_TEXT BLOCK_
::::::::::
The 2010 NBA draft is over, and free agency is just around the corner. Teams may contact free agents starting July 1. This is the most hyped free agent class in the league's history, and the potential exsists that the league will look vastly different in a period of a few weeks.
The King's New Castle
LeBron James is the crown jewel of the 2010 free agent class. Everyone with cap room has to pitch him an offer. Recently, I wrote that I believed LeBron will either stay in Cleveland or end up in New York. I still stand by that; however, Chicago is seeming more and more likely. A lot of people have said that Chicago is now the front runner in the chase for James. Until James himself says where he wants to go, his future destination will be a topic of debate and speculation.
So much has been written about where LeBron will land. While it is an interesting topic, the real story will be how his new (or current) team builds around him. Unless he goes to Chicago with Chris Bosh or Miami with Bosh to join Dwayne Wade, James will not immediately be on a favorite to win it all. New York, New Jersey, the Los Angeles Clippers, and Cleveland are all multiple players away from winning a championship.
Fans of whatever team that gets LeBron will understandably be ecstatic, but just because a team has him does not guarantee a ring (ask Cleveland). This isn't a knock on James. Championships are won by teams. The question is, how good of a team will LeBron play for?
Has there ever been a better "second best free agent" than Dwayne Wade? His Finals performance in 2006 was brilliant. He proved that he can be the best player on a title team. Of the top three free agents, it looks as if Wade is the most likely to stay put.
::::::::::
_GIVEN DATA_
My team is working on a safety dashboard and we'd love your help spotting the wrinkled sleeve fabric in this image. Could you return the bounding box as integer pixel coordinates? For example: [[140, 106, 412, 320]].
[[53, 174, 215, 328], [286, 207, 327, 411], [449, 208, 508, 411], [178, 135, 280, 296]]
::::::::::
_SHORT EXERCISE 1_
According to the free agency piece, why won't landing LeBron James guarantee a team a ring? Answer in one to three sentences.
_SHORT EXERCISE 2_
Can you copy out the free agency piece word for word between "Fans of whatever" and "to stay put.", inclusive?
Rely only on the free agency piece when working these out.

_TASK OUTPUT 1_
Championships are won by teams, so having James alone does not guarantee a ring. The piece points to Cleveland as proof and stresses that this isn't a knock on James.

_TASK OUTPUT 2_
Fans of whatever team that gets LeBron will understandably be ecstatic, but just because a team has him does not guarantee a ring (ask Cleveland). This isn't a knock on James. Championships are won by teams. The question is, how good of a team will LeBron play for?
Has there ever been a better "second best free agent" than Dwayne Wade? His Finals performance in 2006 was brilliant. He proved that he can be the best player on a title team. Of the top three free agents, it looks as if Wade is the most likely to stay put.